■ **YOUR OBJECTIVE**: An exact copy of all the entries is needed, with no images in it.

START GIVEN DATA

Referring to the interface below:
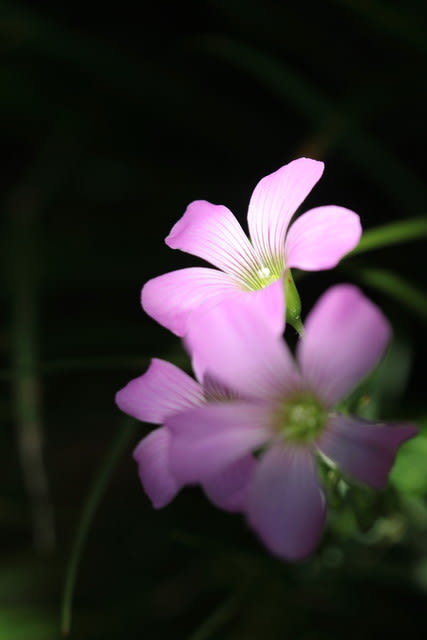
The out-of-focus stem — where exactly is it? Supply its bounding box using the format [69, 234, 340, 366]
[284, 269, 304, 336]
[186, 590, 244, 640]
[61, 417, 137, 636]
[9, 187, 55, 552]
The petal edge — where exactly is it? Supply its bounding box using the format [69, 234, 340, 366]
[298, 285, 391, 406]
[115, 358, 204, 424]
[285, 205, 362, 271]
[248, 158, 324, 266]
[317, 415, 418, 489]
[246, 444, 326, 560]
[141, 267, 238, 336]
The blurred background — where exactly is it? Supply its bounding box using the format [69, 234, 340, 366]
[1, 1, 427, 638]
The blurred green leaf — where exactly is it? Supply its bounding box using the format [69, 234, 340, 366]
[353, 268, 427, 321]
[390, 422, 427, 495]
[413, 555, 427, 591]
[0, 608, 55, 640]
[343, 337, 413, 420]
[350, 217, 427, 256]
[329, 0, 427, 55]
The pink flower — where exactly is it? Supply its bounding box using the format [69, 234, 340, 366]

END GIVEN DATA

■ **SOLVED PROBLEM**:
Referring to the interface below:
The out-of-focus stem — where exactly is it? Supply its bounding box using the format [69, 234, 340, 366]
[284, 269, 304, 336]
[186, 590, 244, 640]
[61, 417, 137, 636]
[9, 187, 55, 552]
The petal edge — where exactly is it? Supply its bounding box using the format [69, 234, 340, 366]
[298, 285, 391, 406]
[115, 358, 204, 424]
[285, 205, 362, 271]
[248, 158, 324, 266]
[317, 415, 418, 489]
[246, 444, 326, 560]
[141, 267, 238, 336]
The blurred background — where exactly is it? Supply its bounding box using the format [69, 234, 340, 366]
[1, 1, 427, 638]
The blurred green leaf — where exactly is it? Supply its bounding box using the format [69, 234, 340, 366]
[353, 268, 427, 321]
[390, 422, 427, 495]
[413, 555, 427, 591]
[0, 608, 55, 640]
[343, 337, 413, 420]
[350, 217, 427, 256]
[329, 0, 427, 55]
The pink flower — where exactly is it? Supply its bounding box using the format [69, 234, 340, 366]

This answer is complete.